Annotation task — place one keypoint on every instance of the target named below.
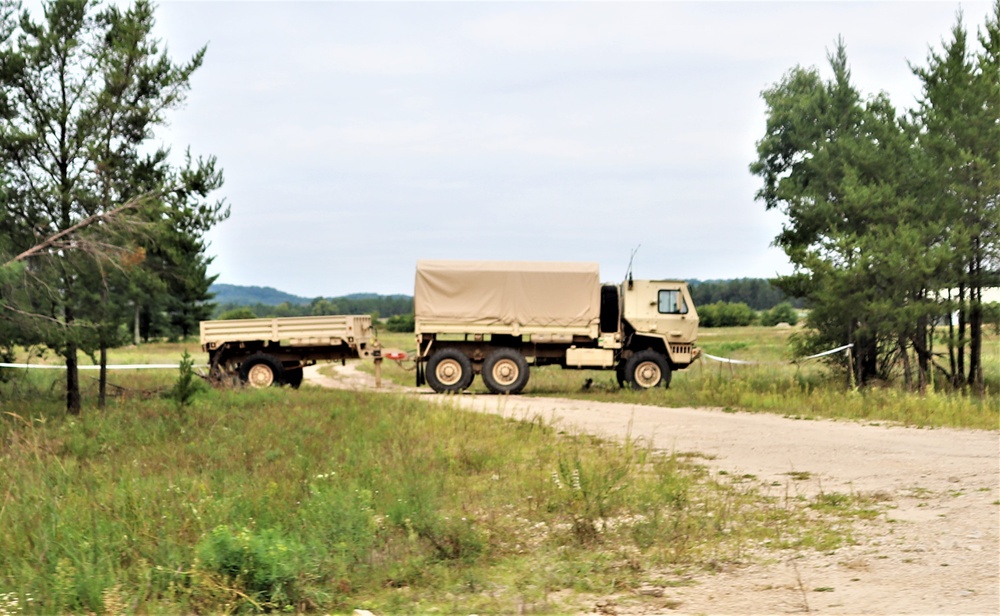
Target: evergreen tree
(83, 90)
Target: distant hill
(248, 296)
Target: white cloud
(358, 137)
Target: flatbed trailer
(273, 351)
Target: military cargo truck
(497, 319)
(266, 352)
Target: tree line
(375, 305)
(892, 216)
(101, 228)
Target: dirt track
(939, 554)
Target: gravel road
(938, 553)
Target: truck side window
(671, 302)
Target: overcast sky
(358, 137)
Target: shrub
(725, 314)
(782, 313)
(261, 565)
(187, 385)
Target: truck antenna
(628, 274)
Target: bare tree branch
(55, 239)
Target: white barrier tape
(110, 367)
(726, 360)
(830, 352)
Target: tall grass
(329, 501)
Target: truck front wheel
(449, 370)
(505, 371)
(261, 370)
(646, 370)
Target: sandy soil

════

Directions
Please reproduce the records above exactly, omitting every picture.

Reply to the task
Annotation task — place one keypoint on every instance of the target named below.
Target: evergreen tree
(83, 90)
Target: distant hill
(248, 296)
Target: white cloud
(358, 137)
Target: flatbed trailer
(273, 351)
Target: military cargo truck
(497, 319)
(266, 352)
Target: tree line
(375, 305)
(892, 216)
(101, 228)
Target: dirt track
(939, 554)
Target: gravel road
(938, 553)
Target: truck side window
(671, 302)
Target: overcast sky
(358, 137)
Target: shrub
(725, 314)
(782, 313)
(261, 565)
(187, 385)
Target: truck antenna
(628, 274)
Target: bare tree branch
(55, 239)
Target: white barrier tape
(110, 367)
(726, 360)
(830, 352)
Target: tall grass
(329, 501)
Target: truck front wheel
(449, 370)
(505, 371)
(261, 370)
(646, 370)
Target: sandy soil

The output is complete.